**Task requirements**
• A. Which sections of the Companies Act, 2013 make up Chapter XV, according to the page on the 2023 amendment rules?
• B. Using the page on the 2023 amendment rules, explain by what instrument and from what date the Companies (Compromises, Arrangements and Amalgamations) Rules, 2016 were changed.

**Page**
— Start —
Compromises, Arrangements and Amalgamations Amendment Rules 2023

The Companies (Compromises, Arrangements and Amalgamations) Rules, 2016 amended w.e.f. 15th June 2023 vide Notification No. G.S.R. 367(E), dated 15.05.2023.

The Companies (Compromises, Arrangements and Amalgamations) Rules, 2016 has been amended w.e.f. 15.06.2023 by the Companies (Compromises, Arrangements and Amalgamations) Amendment Rules, 2023 vide Notification No. G.S.R. (367), dated 15.05.2023.

Chapter XV (Sections 230 to 240 ) of the Companies Act, 2013 deals with the provisions related to compromises, arrangements and amalgamations.
— End —
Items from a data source
— Start —
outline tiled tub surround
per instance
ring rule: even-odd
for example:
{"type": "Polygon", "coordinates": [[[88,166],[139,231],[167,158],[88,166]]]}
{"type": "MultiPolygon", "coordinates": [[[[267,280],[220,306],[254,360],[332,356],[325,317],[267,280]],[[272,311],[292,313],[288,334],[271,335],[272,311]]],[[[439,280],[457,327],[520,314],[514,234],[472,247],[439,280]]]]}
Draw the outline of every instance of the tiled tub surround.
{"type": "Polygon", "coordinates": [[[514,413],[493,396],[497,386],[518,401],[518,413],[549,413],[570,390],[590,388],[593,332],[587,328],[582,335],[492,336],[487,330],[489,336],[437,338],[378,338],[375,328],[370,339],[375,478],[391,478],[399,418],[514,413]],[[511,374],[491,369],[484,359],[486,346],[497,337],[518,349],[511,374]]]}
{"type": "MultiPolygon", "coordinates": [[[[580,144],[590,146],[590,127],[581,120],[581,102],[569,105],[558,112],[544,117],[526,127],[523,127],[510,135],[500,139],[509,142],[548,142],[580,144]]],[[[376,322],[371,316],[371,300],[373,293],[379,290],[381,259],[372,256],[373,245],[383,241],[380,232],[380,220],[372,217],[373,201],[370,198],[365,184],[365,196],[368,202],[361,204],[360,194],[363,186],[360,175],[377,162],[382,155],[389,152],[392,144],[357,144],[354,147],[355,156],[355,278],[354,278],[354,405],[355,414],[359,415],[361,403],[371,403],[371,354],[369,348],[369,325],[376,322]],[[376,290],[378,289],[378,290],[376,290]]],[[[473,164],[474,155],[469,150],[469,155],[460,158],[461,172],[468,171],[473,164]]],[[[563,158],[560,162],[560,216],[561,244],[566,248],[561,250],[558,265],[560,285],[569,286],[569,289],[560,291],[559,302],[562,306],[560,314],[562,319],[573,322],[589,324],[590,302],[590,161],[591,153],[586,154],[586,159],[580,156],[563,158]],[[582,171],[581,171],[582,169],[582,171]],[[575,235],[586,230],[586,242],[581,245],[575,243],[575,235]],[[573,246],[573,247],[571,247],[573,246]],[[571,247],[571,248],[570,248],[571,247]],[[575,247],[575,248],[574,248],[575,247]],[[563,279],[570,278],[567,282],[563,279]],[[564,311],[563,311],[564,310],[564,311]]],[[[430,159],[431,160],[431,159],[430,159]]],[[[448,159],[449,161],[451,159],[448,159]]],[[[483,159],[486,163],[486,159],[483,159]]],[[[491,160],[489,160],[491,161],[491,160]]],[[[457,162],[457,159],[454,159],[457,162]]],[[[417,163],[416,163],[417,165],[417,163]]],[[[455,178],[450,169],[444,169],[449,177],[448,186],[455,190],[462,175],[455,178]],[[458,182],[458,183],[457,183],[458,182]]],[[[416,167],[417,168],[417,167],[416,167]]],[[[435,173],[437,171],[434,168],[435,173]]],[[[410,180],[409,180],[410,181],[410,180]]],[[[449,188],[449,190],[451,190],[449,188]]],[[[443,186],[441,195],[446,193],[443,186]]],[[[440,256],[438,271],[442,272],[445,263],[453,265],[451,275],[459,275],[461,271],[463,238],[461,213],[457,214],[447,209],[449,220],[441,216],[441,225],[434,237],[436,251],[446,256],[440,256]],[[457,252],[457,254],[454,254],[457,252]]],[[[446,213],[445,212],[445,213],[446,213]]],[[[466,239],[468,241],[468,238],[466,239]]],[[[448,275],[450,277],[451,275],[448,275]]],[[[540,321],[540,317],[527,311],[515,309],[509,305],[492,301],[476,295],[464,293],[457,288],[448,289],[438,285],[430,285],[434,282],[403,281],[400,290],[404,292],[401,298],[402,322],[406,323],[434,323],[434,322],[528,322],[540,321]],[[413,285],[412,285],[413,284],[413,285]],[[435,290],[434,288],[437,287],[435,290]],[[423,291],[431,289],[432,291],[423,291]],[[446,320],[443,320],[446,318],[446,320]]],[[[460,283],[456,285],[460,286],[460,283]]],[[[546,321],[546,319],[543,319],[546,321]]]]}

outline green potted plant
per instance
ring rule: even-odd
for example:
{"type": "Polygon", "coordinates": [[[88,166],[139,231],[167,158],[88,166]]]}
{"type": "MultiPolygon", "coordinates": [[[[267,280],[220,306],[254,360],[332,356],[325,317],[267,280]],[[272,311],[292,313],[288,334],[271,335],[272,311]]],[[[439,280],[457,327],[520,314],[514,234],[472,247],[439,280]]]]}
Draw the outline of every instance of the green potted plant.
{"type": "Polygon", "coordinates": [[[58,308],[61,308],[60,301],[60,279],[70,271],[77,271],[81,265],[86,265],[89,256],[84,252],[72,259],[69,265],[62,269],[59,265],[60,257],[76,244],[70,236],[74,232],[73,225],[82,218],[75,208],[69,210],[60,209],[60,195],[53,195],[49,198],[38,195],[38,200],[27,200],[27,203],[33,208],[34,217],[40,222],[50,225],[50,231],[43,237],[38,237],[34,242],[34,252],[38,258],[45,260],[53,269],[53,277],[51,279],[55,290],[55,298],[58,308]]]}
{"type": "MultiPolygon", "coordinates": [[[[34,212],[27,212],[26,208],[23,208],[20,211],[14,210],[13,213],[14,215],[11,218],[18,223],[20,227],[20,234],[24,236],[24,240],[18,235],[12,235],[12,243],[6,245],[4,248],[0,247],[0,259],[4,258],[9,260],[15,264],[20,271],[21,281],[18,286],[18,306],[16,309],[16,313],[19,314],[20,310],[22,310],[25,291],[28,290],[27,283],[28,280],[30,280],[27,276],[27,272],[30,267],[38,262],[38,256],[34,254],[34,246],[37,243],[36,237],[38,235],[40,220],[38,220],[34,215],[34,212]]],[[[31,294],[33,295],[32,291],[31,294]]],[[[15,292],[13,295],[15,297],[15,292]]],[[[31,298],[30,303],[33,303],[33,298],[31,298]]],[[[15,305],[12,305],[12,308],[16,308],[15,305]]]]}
— End —
**Solutions by task**
• A. Sections 230 to 240.

• B. The 2016 Rules were amended by the Companies (Compromises, Arrangements and Amalgamations) Amendment Rules, 2023, issued through a notification dated May 15, 2023. The amendment took effect on June 15, 2023.